== BLOCCO DI TESTO ==
⟨
Il compito fondamentale del sindacato, forse anche più importante del salario, è cambiare il lavoro, perché in esso il lavoratore possa esprimersi più liberamente, consapevolmente, responsabilmente. E’ questa una condizione della democrazia: l’esperienza negativa, passiva la potremmo definire, del lavoro è causa di infinite rivalse e risentimenti.
Certo il lavoro non è tutto: parlare dell’impegno per un lavoro cosciente e responsabile è parlare di uno dei fattori essenziali di un sistema democratico. Ma molta vita è oggi fuori dal lavoro e noi chiediamo che questa liberazione dal lavoro aumenti: non come fuga, perché il lavoro è pura necessità, ma perché si sviluppino altre possibilità e dimensioni umane, che fra l’altro spesso ritornano oggi in vario modo sul lavoro.
Nella situazione attuale – dove la conoscenza tende ad avere una parte sempre maggiore e dove ormai la dimensione dei problemi è quella del mondo – sarebbe ora di rilanciare un obiettivo, una speranza storica del movimento operaio: quella di associare alla riduzione dell’orario di lavoro (obiettivo che rimane una priorità) un grande programma di diffusione della cultura: cultura del lavoro, cultura sociale, politica, internazionale.
⟩
== CONSEGNE ==
- A) Rispondi a queste domande sul brano sul sindacato:
(i) Qual è il compito fondamentale del sindacato?
(ii) Che cosa si chiede che aumenti?
(iii) A quale obiettivo si propone di associare un grande programma di diffusione della cultura?
- B) Riporta dal brano sul sindacato il passo che va da "Certo il lavoro" fino a "modo sul lavoro." compreso.
Le voci più sotto non servono.

== ESTRATTO DEI DATI ==
⟨
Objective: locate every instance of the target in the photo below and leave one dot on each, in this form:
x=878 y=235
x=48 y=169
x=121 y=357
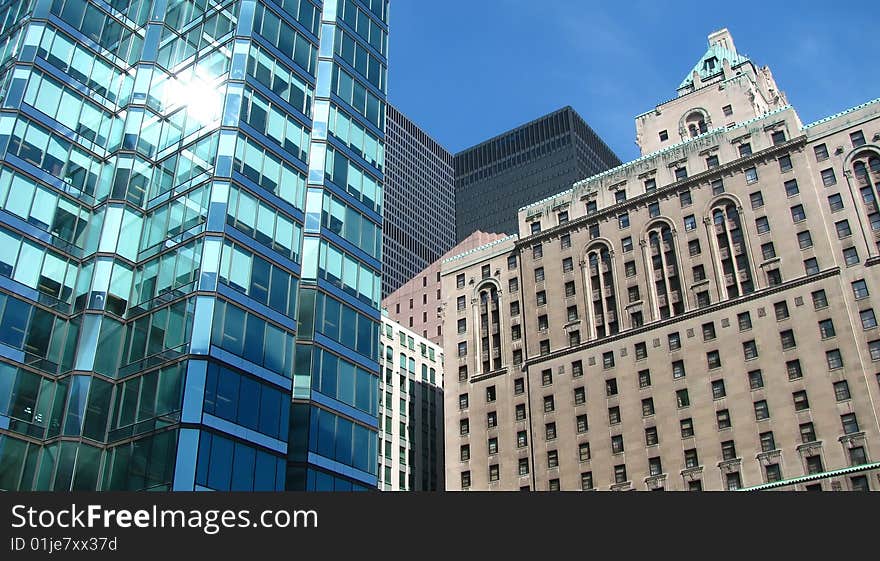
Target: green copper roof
x=712 y=63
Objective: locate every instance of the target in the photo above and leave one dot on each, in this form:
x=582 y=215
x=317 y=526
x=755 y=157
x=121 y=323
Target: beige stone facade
x=415 y=305
x=700 y=318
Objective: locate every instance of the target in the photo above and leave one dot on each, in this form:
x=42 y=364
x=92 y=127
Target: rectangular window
x=805 y=240
x=869 y=320
x=684 y=198
x=850 y=424
x=751 y=175
x=834 y=359
x=756 y=380
x=761 y=410
x=768 y=443
x=582 y=423
x=826 y=329
x=718 y=390
x=614 y=415
x=857 y=138
x=828 y=177
x=801 y=402
x=762 y=225
x=841 y=390
x=835 y=202
x=860 y=289
x=757 y=199
x=678 y=369
x=617 y=444
x=785 y=165
x=851 y=256
x=793 y=369
x=687 y=427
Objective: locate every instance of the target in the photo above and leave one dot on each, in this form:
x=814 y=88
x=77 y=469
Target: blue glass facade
x=190 y=243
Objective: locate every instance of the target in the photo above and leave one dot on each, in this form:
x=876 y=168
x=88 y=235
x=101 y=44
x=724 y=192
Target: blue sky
x=466 y=70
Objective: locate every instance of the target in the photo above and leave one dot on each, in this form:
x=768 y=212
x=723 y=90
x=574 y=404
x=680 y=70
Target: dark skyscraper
x=419 y=215
x=524 y=165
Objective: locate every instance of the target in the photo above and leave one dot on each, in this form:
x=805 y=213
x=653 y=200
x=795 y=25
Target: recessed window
⟩
== RISPOSTE PER CONSEGNA ==
- A)
(i) Cambiare il lavoro, perché in esso il lavoratore possa esprimersi più liberamente, consapevolmente, responsabilmente.
(ii) La liberazione dal lavoro.
(iii) Alla riduzione dell'orario di lavoro.

- B)
Certo il lavoro non è tutto: parlare dell’impegno per un lavoro cosciente e responsabile è parlare di uno dei fattori essenziali di un sistema democratico. Ma molta vita è oggi fuori dal lavoro e noi chiediamo che questa liberazione dal lavoro aumenti: non come fuga, perché il lavoro è pura necessità, ma perché si sviluppino altre possibilità e dimensioni umane, che fra l’altro spesso ritornano oggi in vario modo sul lavoro.